= Material for this exercise =

——————

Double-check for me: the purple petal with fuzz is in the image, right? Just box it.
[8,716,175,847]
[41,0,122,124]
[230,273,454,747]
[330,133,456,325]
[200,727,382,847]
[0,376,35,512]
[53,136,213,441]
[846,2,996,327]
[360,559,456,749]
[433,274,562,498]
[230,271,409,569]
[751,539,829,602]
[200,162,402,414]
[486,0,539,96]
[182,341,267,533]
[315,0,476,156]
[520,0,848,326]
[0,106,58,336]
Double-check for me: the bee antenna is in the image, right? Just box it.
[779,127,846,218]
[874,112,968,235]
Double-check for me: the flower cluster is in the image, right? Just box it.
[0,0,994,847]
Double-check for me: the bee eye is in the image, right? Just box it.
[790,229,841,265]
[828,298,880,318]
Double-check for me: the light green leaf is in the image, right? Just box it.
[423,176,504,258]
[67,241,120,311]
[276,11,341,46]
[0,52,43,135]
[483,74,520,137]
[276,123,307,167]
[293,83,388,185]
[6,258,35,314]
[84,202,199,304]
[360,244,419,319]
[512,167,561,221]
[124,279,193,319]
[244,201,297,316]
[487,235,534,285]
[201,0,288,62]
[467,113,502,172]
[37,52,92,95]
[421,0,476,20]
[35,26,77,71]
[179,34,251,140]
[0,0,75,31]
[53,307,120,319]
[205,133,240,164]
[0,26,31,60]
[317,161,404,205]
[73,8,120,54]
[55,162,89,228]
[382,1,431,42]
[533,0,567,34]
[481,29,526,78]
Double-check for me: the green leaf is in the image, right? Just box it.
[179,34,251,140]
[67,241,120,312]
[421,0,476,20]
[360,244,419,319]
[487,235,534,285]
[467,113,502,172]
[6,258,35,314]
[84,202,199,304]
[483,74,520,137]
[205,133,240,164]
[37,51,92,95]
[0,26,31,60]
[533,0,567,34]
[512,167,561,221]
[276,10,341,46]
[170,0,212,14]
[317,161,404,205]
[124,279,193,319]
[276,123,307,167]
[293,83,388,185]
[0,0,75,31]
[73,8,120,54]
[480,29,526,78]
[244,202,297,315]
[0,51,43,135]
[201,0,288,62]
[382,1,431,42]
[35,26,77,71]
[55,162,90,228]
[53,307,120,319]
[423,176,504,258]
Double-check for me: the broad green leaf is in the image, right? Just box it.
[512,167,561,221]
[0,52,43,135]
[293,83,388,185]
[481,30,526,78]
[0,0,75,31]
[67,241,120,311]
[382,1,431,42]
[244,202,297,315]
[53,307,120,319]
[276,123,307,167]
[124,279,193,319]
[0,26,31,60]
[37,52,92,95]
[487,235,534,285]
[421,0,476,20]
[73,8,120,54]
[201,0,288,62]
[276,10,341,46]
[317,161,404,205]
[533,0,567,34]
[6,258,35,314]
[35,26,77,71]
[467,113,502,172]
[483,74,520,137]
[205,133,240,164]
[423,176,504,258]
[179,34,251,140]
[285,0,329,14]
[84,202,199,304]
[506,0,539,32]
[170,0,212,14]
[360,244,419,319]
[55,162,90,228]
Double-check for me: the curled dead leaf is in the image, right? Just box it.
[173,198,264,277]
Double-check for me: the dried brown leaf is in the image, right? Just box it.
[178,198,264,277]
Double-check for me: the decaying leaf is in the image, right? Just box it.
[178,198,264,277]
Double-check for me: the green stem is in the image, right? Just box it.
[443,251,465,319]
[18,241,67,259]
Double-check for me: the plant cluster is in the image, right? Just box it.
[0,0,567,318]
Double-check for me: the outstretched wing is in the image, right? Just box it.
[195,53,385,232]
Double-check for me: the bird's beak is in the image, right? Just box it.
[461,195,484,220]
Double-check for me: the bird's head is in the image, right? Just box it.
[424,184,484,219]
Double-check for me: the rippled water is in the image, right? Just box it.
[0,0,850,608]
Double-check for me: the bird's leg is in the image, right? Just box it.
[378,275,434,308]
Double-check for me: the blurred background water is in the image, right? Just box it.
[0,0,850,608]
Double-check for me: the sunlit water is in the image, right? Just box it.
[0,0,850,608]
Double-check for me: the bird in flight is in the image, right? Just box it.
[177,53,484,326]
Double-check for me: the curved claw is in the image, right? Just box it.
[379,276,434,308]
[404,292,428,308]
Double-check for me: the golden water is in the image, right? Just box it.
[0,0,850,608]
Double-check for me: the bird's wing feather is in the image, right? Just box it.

——————

Copy the material above exactly as it stands, starting with the line that contains "Double-check for me: the bird in" and going through the end of the material, with both ends included.

= Solved exercise =
Double-check for me: the bird in flight is in the image, right? Just box it.
[177,53,484,326]
Double-check for me: the curved claw is in the image, right? Just box it.
[379,276,434,308]
[404,292,428,308]
Double-check for me: the golden water is in the image, right? Just box it.
[0,0,850,608]
Double-check for me: the bird's wing feather is in the image, right? Just box it.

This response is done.